TASK DETAILS ->
Once the images are set aside, print the remaining lines below exactly.

Saved entries:
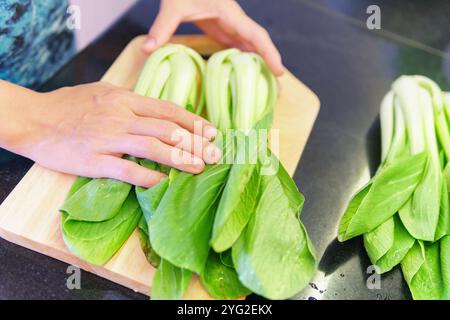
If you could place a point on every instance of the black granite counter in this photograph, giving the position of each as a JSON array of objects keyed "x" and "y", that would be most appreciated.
[{"x": 327, "y": 45}]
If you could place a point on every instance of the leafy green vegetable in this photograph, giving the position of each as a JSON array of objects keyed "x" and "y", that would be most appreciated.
[
  {"x": 170, "y": 282},
  {"x": 388, "y": 244},
  {"x": 238, "y": 200},
  {"x": 144, "y": 239},
  {"x": 422, "y": 270},
  {"x": 97, "y": 200},
  {"x": 415, "y": 128},
  {"x": 445, "y": 266},
  {"x": 181, "y": 227},
  {"x": 383, "y": 197},
  {"x": 97, "y": 242},
  {"x": 274, "y": 256},
  {"x": 221, "y": 281}
]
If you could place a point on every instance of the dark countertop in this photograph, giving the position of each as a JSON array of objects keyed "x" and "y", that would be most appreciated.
[{"x": 327, "y": 45}]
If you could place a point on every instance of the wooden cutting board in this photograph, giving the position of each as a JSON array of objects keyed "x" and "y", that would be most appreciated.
[{"x": 29, "y": 216}]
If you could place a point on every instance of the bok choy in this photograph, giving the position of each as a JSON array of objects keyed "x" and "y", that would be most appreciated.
[
  {"x": 403, "y": 211},
  {"x": 234, "y": 225}
]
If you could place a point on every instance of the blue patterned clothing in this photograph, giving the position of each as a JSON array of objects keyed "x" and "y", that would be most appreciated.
[{"x": 34, "y": 40}]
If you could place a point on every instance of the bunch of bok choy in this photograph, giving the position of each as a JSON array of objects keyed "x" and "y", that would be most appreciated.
[
  {"x": 403, "y": 212},
  {"x": 236, "y": 225}
]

WRITTEN SOLUTION ->
If you could place a point on every instance of the black granite counter in this photograph, giving the position of each as a JSON array of objects keyed "x" and "y", that would be most appreciated.
[{"x": 327, "y": 45}]
If you could place a point on every instance of the leafy green vegetable in this photograph, giving the position of each as a JSON array of objects keyed "x" and "y", that would be most appreciated.
[
  {"x": 170, "y": 282},
  {"x": 388, "y": 244},
  {"x": 238, "y": 200},
  {"x": 144, "y": 239},
  {"x": 422, "y": 270},
  {"x": 97, "y": 200},
  {"x": 415, "y": 128},
  {"x": 445, "y": 266},
  {"x": 181, "y": 227},
  {"x": 383, "y": 197},
  {"x": 97, "y": 242},
  {"x": 274, "y": 256},
  {"x": 221, "y": 281}
]
If you could place a point on every instance of the dark countertop in this photograph, giving the position of each as a JSON array of objects keyed "x" and "y", that would be most appreciated.
[{"x": 327, "y": 45}]
If you could place a point on every instance of the wooden cutting board in this photograph, giving the position of each as a JSON array of objects keyed "x" and "y", that would be most appreciated.
[{"x": 29, "y": 216}]
If you could place a point on every instance of the bok choy in this photograph, giving the position of each as a JSON array of objects keyed "x" and "y", that would be most appreciated.
[
  {"x": 403, "y": 211},
  {"x": 234, "y": 225}
]
If you could place a point on every instance of the blue patterned clothing in this photograph, giving the position of each as a JSON array of objects keyed "x" and "y", that would be most appreciated.
[{"x": 34, "y": 40}]
If you could place a point on every instance of the bunch of bok choy in this photograph, giving the position of each as a JSON array of objects keyed "x" and "y", that would be most appreciated.
[
  {"x": 403, "y": 212},
  {"x": 236, "y": 225}
]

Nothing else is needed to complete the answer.